#### [WORK TO BE COMPLETED]
Write out, word for word, the lines below, from the line with "of the utility" through the line with "<point>484,149</point>", both of those lines included.

[Begin DATASET RECORDS]

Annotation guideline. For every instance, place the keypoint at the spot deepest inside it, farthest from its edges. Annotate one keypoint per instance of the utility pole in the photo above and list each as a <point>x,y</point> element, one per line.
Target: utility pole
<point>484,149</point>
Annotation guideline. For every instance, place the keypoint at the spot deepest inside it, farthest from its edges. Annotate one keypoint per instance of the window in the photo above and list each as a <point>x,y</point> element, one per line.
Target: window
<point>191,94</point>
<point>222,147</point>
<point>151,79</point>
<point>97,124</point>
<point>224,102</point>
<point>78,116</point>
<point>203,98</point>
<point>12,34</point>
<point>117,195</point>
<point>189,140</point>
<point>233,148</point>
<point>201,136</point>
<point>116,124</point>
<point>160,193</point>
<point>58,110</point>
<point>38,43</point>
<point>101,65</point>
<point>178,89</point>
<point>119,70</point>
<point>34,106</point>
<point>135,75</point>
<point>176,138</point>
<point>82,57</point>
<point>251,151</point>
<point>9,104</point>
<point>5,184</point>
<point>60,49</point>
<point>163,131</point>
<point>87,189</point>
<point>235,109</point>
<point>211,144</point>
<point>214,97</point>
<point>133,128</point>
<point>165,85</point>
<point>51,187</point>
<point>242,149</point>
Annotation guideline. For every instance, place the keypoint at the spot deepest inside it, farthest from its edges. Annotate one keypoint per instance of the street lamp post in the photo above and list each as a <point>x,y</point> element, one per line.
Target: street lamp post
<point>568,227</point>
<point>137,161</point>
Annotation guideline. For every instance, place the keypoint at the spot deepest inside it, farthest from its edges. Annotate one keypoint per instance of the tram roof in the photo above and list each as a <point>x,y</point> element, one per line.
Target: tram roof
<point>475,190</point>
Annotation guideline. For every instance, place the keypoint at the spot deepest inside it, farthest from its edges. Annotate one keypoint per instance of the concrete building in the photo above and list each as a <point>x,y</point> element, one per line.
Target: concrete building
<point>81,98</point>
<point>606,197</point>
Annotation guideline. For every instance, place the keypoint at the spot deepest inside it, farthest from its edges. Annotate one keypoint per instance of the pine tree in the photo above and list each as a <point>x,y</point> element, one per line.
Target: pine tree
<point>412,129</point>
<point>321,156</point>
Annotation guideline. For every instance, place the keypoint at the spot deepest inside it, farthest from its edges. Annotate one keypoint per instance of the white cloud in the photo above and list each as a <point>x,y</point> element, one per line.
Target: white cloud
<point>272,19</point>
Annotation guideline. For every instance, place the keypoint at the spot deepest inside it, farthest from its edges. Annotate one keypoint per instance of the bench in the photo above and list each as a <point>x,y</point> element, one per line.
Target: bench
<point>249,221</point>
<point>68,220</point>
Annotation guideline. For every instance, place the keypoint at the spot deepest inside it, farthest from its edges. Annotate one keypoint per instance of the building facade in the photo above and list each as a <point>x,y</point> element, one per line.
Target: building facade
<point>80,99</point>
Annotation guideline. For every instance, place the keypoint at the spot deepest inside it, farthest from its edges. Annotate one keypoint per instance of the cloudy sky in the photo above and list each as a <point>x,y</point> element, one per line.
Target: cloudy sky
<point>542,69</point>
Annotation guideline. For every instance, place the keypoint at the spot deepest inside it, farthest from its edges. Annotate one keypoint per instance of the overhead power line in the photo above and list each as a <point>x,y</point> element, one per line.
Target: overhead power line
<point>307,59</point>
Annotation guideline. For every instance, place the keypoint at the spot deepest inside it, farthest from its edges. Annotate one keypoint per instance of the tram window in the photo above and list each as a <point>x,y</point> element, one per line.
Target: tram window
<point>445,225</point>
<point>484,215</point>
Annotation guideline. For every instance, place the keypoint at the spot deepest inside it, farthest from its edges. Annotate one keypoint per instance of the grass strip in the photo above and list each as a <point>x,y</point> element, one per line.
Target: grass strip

[End DATASET RECORDS]
[Begin DATASET RECORDS]

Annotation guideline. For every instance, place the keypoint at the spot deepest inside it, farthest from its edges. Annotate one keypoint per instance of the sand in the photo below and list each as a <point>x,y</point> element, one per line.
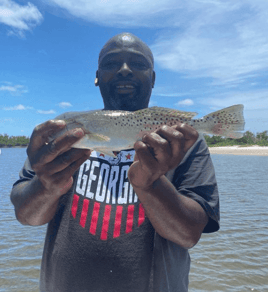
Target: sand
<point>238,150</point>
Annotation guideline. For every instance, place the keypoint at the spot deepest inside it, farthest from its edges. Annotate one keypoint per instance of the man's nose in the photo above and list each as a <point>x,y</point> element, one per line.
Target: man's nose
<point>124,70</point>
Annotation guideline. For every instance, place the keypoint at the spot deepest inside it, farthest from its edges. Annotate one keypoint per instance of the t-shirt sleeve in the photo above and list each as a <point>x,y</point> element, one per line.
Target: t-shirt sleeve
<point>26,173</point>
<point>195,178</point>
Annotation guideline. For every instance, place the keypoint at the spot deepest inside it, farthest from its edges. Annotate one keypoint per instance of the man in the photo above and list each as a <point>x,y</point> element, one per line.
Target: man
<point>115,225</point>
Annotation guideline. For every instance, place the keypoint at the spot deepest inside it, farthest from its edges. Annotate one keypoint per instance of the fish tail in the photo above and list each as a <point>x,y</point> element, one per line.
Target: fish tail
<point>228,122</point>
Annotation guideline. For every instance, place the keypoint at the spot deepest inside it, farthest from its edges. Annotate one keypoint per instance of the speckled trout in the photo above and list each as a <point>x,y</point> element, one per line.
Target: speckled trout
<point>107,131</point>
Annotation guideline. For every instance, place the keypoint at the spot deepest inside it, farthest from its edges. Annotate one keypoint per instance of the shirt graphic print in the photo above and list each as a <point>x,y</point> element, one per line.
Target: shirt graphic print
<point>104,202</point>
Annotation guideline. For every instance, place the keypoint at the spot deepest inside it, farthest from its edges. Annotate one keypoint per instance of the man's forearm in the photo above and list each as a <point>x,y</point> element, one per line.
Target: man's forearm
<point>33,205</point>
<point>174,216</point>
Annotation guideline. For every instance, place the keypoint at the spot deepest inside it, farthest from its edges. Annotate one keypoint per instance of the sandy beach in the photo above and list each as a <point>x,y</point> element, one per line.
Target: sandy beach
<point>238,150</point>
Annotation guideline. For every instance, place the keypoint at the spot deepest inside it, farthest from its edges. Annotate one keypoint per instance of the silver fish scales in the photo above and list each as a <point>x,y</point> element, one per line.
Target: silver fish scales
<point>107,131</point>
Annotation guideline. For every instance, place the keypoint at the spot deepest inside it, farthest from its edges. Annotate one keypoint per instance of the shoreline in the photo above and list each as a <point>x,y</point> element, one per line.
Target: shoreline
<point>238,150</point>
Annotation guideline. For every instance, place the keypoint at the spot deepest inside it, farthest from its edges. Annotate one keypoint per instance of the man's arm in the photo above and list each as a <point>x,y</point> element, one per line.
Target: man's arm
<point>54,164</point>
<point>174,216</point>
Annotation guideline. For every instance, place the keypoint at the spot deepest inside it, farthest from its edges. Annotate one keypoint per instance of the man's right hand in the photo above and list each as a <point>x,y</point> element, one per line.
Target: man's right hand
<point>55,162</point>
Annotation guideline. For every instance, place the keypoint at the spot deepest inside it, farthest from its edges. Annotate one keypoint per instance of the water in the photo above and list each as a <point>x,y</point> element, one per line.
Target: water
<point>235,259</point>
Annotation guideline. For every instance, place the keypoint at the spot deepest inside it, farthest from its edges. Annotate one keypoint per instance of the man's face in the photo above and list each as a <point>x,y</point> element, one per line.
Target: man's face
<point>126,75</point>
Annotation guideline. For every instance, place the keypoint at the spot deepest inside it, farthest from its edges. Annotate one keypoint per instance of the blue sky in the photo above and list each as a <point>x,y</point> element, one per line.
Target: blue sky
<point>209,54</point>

[End DATASET RECORDS]

#### [FULL ANSWER]
Annotation guideline. For every instance, place the keypoint at the spot deepest inside it, farthest from its edges. Annotate one keypoint per instance of the utility pole in the photo above and list each as a <point>x,y</point> element, one per line.
Target: utility pole
<point>484,149</point>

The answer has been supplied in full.